[Your task]
Reproduce, without any change, the span of lines from the opening of the records below to the line containing "Target: muddy bank", inclusive.

[Task data]

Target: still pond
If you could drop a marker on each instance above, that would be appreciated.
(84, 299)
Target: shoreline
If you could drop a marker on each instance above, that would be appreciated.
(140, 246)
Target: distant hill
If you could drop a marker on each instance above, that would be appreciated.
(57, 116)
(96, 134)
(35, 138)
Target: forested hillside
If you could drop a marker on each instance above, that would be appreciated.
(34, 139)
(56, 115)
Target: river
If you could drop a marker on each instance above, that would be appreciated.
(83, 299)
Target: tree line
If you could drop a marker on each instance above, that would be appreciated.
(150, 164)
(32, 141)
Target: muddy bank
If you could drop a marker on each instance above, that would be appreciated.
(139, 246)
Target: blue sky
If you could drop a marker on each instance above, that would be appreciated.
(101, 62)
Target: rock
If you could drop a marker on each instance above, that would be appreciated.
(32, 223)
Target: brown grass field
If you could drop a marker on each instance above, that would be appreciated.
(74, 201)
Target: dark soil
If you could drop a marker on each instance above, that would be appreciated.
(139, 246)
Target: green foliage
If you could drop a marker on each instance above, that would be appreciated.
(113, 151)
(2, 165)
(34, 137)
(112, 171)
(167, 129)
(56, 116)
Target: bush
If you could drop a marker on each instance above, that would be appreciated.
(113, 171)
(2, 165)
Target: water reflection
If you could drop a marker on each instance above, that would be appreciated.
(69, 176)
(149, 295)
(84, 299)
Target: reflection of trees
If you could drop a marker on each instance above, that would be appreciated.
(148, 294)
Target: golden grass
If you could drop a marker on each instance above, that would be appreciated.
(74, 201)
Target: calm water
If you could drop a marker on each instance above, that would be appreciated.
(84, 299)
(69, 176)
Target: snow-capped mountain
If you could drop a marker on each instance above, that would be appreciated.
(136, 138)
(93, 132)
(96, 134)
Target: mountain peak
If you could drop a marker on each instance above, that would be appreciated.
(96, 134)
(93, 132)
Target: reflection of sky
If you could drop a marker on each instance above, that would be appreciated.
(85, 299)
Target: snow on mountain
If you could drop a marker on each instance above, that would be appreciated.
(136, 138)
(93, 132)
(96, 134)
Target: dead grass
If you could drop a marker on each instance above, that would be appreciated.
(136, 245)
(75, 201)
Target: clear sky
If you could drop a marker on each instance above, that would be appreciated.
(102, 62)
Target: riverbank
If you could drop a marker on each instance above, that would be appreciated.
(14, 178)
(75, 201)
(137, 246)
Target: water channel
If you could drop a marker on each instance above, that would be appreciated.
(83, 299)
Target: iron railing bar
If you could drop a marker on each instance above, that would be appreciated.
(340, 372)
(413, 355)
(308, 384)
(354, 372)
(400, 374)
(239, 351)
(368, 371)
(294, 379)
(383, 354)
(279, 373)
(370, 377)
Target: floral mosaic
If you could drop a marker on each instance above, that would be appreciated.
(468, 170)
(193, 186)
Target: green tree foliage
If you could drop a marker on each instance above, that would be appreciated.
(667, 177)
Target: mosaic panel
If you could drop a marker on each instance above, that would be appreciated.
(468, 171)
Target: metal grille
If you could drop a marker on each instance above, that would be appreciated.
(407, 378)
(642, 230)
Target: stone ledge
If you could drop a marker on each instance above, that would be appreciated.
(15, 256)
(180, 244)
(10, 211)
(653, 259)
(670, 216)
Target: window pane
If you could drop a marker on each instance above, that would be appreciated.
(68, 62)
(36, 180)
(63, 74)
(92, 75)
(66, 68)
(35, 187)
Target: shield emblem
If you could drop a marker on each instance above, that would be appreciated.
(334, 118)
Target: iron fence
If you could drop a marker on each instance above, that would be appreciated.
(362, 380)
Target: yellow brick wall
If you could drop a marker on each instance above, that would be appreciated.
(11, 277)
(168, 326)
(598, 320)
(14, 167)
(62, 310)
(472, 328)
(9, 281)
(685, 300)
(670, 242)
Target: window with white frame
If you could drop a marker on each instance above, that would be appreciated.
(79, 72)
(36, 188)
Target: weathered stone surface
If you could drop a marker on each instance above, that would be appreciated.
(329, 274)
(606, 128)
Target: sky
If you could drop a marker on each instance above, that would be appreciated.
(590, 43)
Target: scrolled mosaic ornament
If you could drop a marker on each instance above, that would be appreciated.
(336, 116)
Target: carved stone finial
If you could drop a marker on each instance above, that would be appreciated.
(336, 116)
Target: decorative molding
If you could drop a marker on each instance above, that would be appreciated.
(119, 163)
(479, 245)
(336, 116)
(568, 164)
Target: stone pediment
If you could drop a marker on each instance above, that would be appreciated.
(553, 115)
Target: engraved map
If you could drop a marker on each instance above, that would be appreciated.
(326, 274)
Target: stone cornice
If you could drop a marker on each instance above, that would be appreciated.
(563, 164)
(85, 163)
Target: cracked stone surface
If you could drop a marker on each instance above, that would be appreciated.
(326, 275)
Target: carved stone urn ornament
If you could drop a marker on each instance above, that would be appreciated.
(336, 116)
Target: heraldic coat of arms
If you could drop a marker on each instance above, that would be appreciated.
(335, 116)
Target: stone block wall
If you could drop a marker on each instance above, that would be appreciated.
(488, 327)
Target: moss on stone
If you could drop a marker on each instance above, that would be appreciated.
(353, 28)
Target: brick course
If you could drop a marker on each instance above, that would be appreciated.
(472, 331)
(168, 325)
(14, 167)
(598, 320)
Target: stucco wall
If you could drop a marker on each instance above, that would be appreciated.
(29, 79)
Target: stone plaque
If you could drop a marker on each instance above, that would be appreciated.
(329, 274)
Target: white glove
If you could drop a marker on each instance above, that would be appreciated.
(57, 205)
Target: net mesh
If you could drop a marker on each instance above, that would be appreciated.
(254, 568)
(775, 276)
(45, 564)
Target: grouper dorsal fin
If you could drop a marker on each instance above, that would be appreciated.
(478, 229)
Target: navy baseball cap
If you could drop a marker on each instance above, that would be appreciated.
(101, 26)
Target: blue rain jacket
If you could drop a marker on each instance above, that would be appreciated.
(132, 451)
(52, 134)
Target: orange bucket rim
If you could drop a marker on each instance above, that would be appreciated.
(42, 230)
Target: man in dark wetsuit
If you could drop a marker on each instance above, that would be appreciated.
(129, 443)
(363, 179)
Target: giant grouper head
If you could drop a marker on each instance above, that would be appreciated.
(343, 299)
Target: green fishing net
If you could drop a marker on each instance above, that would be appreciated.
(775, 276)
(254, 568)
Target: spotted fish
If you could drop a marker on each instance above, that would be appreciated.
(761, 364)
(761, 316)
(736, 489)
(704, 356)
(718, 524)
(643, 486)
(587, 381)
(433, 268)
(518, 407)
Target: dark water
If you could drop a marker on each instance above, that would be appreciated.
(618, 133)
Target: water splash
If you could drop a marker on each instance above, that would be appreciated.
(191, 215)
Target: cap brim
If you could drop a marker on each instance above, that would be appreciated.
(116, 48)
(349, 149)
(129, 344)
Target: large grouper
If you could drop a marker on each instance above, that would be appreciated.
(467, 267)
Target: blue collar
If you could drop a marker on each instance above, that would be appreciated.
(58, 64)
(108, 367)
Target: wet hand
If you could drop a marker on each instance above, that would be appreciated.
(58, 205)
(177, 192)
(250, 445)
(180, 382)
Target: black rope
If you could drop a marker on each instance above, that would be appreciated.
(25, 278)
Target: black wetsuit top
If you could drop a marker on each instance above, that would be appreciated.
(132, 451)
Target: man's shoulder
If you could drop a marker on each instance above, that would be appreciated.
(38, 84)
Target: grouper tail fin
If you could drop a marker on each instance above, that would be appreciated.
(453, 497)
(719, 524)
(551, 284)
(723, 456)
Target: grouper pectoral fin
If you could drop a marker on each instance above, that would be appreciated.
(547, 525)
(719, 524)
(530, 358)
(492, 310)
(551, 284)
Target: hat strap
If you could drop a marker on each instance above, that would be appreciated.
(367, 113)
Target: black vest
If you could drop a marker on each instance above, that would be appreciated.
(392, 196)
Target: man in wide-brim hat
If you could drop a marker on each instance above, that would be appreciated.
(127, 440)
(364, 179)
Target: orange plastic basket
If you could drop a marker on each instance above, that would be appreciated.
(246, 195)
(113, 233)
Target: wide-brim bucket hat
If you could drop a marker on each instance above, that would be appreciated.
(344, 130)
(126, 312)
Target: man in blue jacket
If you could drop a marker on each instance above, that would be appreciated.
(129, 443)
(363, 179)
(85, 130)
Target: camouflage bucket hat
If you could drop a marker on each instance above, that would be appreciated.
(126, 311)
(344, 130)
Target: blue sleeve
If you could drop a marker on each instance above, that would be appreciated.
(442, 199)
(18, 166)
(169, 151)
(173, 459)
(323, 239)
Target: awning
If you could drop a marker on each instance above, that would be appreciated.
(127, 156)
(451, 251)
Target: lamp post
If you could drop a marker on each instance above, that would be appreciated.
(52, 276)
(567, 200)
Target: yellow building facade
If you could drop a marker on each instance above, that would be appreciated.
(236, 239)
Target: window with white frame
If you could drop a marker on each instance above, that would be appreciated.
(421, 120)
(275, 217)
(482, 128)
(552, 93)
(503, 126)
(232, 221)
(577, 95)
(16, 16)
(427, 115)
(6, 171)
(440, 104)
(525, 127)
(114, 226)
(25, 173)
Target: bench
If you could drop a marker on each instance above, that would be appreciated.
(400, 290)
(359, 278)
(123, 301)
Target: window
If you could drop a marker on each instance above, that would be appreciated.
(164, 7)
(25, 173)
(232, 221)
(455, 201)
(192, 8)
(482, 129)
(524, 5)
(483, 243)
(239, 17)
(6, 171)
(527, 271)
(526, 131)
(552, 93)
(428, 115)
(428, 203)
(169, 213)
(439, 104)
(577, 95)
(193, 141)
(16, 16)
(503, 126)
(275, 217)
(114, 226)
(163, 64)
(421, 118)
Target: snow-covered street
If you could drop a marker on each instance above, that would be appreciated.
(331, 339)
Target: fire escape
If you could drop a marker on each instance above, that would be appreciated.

[Your response]
Target: still pond
If you could drop a marker on each instance above, that would be appreciated.
(84, 299)
Target: shoreline
If you could drop a marker on each instance above, that would be appreciated.
(140, 246)
Target: distant hill
If you could drop a marker on each instance above, that would be appreciated.
(57, 116)
(96, 134)
(35, 138)
Target: forested hillside
If you could drop a marker on each instance above, that would be appreciated.
(34, 139)
(56, 115)
Target: river
If you could drop a marker on each instance above, that would be appreciated.
(83, 299)
Target: tree line
If you could drop a marker on each instance above, that would be appreciated.
(150, 164)
(32, 141)
Target: muddy bank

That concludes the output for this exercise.